Excerpt |
»»
October 2020 Machonews: A Snapshot of Gender Inequality Politics in Iran

September 2020 Machonews: A Snapshot of Gender Inequality Politics in Iran
۲۰ آبان ۱۳۹۹
روایت یک کلاهبرداری عاطفی
۲۸ آبان ۱۳۹۹

October 2020 Machonews: A Snapshot of Gender Inequality Politics in Iran

This is the October 2020 Machonews, a monthly report covering the most significant gender and women’s rights related events and policies in the Islamic Republic of Iran. This monthly article is produced by Macholand, a project by Spectrum, a queer-feminist NGO (Association 1901) based in France.
««
Data provided |
»»
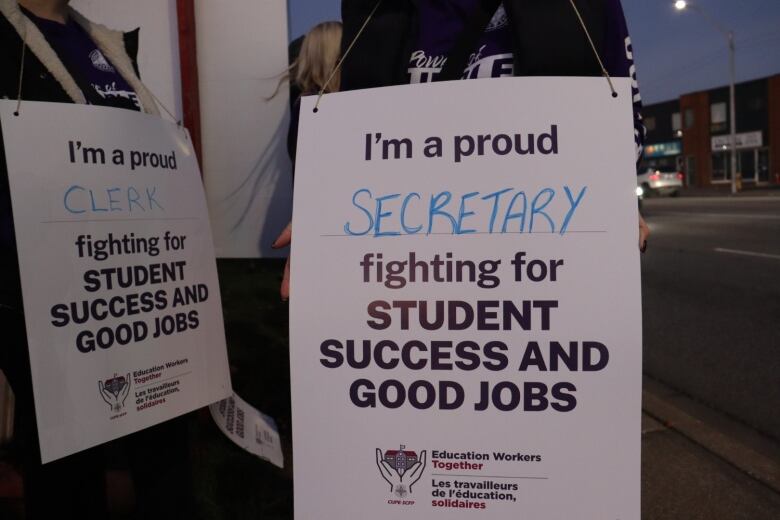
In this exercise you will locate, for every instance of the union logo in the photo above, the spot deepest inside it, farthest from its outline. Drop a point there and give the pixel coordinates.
««
Directives |
(1) In the Machonews page, rewrite the paragraph beginning "This is the October 2020 Machonews" as a short bulleted list that keeps its main facts.
(2) Reproduce the Machonews page word for word, starting at "September 2020 Machonews: A" and ending at "based in France.".

Expected results |
(1)
- This is the October 2020 issue of Machonews, a monthly report on the most significant gender and women's rights events and policies in the Islamic Republic of Iran.
- It is produced by Macholand, a project by Spectrum.
- Spectrum is a queer-feminist NGO (Association 1901) based in France.

(2)
September 2020 Machonews: A Snapshot of Gender Inequality Politics in Iran
۲۰ آبان ۱۳۹۹
روایت یک کلاهبرداری عاطفی
۲۸ آبان ۱۳۹۹

October 2020 Machonews: A Snapshot of Gender Inequality Politics in Iran

This is the October 2020 Machonews, a monthly report covering the most significant gender and women’s rights related events and policies in the Islamic Republic of Iran. This monthly article is produced by Macholand, a project by Spectrum, a queer-feminist NGO (Association 1901) based in France.